Quoted passage ::

____________________

Not to put to fine a point on it, espangole tastes like sh*t. As far as I know, it's only legitimate use since the beginning of the 20th Century is as a mere; it has no independent use.
Just free associating and flying on memory, but the closest finished derivative sauce to espagnole is a chasseur.
If you've got the time and can afford to waste the stock, it's probably worth going through the process all the way to, say, a butter finished bordelaise to see if you like the differences. In some ways it's a more flexible product, allowing longer holds, easier thinning if it over thickens, and so on.
Clarity is less good, than building a sauce with glace viande, but you can get as much, if not more luster, with sieving (at the appropriate points in the process), and the previously mentioned butter finish.

____________________

Dataset items:

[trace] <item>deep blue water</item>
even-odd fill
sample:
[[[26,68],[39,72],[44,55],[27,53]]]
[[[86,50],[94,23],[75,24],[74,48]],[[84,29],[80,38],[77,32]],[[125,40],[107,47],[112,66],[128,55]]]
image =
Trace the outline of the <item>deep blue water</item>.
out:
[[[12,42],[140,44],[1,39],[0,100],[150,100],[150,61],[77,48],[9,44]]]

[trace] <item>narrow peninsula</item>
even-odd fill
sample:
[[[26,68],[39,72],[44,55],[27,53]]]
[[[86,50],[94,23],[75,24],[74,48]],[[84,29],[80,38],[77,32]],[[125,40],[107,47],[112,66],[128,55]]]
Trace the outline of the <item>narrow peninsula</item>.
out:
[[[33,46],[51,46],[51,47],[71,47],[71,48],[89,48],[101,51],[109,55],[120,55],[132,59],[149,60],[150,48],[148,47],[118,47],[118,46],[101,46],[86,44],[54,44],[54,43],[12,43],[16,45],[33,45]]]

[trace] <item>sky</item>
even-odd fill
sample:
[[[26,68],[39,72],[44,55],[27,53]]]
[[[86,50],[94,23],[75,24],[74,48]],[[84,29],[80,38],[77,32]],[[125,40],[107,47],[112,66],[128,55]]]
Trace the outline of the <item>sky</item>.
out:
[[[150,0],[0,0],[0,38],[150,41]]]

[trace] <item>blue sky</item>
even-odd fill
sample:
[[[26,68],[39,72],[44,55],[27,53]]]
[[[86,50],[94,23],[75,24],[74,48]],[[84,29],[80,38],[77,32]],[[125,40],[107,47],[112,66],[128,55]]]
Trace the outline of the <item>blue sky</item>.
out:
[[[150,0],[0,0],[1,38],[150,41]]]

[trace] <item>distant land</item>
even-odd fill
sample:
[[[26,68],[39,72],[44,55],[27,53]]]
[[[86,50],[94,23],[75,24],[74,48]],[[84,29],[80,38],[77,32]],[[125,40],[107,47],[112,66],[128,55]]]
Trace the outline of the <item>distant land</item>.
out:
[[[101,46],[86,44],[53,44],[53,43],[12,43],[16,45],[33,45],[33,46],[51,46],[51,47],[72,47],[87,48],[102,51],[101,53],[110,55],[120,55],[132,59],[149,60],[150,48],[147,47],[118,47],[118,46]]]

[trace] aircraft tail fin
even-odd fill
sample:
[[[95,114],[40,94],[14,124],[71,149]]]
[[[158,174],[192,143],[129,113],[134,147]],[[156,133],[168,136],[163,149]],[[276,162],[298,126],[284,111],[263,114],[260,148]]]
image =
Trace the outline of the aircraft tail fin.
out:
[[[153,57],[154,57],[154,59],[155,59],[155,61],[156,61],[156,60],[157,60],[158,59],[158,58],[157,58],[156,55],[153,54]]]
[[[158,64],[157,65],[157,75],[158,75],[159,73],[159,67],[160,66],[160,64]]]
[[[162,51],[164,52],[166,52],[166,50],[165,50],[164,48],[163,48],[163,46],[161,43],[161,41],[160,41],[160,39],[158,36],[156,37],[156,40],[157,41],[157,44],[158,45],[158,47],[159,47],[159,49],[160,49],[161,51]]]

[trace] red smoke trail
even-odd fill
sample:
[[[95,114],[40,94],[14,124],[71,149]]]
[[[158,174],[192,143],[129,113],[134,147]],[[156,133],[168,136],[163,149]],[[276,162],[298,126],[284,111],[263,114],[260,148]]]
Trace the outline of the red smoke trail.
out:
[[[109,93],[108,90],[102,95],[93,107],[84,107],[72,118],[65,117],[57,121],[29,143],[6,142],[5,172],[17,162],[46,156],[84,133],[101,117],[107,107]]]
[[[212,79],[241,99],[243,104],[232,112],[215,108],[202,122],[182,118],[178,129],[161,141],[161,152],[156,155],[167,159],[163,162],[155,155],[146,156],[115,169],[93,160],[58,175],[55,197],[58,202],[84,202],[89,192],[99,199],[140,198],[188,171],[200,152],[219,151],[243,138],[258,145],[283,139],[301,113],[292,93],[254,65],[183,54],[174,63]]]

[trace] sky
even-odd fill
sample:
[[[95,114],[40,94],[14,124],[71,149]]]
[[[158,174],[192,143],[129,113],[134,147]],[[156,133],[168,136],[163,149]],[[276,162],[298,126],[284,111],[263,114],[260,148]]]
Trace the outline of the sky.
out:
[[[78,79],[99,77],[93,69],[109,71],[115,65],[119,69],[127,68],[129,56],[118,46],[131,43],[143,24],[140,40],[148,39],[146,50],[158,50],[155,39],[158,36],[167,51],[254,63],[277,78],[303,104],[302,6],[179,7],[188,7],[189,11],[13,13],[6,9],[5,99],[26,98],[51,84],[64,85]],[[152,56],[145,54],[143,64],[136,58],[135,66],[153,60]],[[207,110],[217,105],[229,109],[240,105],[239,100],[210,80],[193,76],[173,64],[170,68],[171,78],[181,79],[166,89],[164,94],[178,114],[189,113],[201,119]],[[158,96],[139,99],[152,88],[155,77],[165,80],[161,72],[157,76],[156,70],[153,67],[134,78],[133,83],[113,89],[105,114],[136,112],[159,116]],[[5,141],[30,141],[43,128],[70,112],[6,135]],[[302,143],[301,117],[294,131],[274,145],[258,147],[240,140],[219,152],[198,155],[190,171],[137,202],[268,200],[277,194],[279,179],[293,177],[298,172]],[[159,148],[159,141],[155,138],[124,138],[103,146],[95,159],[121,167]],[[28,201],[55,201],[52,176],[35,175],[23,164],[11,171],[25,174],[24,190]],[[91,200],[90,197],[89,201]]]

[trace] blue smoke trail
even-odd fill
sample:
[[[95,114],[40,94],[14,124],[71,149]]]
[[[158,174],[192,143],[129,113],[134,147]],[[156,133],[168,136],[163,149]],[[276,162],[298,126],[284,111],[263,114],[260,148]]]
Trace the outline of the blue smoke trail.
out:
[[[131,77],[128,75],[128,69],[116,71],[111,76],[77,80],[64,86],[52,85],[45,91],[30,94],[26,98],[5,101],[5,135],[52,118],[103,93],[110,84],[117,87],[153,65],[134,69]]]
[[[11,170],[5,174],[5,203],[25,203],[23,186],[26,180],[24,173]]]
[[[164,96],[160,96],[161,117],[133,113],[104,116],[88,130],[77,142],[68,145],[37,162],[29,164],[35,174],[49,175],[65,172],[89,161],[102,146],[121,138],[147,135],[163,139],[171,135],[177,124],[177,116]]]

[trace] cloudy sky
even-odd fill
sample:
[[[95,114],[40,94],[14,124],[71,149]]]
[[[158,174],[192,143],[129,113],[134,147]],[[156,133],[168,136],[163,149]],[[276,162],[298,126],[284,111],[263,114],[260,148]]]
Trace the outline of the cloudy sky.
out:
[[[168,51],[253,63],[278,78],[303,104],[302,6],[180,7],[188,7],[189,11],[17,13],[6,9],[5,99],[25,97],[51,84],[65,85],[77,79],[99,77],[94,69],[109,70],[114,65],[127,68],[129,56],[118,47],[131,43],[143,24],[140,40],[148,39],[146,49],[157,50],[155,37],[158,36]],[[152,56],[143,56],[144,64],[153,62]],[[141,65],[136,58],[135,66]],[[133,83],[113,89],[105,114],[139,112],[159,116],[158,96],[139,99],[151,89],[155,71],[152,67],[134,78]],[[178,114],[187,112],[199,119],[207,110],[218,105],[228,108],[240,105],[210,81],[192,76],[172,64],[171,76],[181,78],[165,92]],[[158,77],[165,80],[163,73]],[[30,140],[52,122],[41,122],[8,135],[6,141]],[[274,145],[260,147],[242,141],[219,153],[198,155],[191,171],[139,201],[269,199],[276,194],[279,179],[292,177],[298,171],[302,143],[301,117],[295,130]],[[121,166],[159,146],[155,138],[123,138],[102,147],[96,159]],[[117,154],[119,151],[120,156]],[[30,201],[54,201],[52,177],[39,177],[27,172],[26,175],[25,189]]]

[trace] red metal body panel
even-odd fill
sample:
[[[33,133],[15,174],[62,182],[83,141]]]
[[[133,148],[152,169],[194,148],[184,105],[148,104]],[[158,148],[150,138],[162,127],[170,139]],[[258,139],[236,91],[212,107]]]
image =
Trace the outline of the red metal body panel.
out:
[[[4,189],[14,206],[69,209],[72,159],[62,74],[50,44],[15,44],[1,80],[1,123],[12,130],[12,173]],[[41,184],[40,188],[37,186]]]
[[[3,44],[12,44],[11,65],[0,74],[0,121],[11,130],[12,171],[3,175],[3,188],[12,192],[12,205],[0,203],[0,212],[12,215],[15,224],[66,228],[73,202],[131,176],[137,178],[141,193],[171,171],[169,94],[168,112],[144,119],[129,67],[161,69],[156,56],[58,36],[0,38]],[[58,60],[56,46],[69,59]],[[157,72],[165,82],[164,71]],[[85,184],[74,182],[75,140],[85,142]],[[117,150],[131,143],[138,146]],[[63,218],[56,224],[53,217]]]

____________________

Resume the post on espagnole sauce, picking up after its final sentence. The items are not needed for any of the work here.

I do a sort of 3/4 espagnole you might want to try:
Saute 1 cup of mirepoix in 1 tsp olive oil plus 2 tbs butter, until jit shows some color. Push it to the side of the pan, and add 1 tbs of tomato paste to the center of the pan. The paste will form a fond after a minute or so. Move the mirepoix back to the center of the pan, and coat it with the paste by stirring or tossing. Keep the contents moving until the paste just begins to darken -- another 2 minutes or most. This, by the way, is called a pincage. Sprinkle 2 tbs of flour over the pincage and cook, stirring frequently, until the raw is off the flour, about 2 minutes (you can smell it). Reduce the heat to medium-low, and continue cooking the flour another five minutes, stirring frequently as the flour toasts and the tomato browns. (Now it's a roux-pincage.) Add about 1/2 cup of veal stock, raise the heat to medium-high and deglaze. Add another Add 6 cups of veal stock, bring to a boil, and reduce to a simmer. Add a bay leaf and about 10 stems worth of parsley (if you use a sachet add a little thyme too). Reduce by about one third (to 1 qt liquiid). Fine sieve through cheesecloth or a tami, pressing the essence out of the mirepoix. (And this is the quick way!)
To make a pint of demi glace, mix two cups of half-as*ed espagnole with two cup sof veal stock. Reduce slowly by one half. Add a shot of madeira, simmer an additional five minutes, and remove from heat. If you want to use the demi as a sauce on its own -- which would have Escoffier rolling over in his grave, but is perfectly legit in my book -- sieve and butter finish (in either order) before serving. Both procedures add considerable visual gloss, and the butter puts a protein sheen on the diner's lips.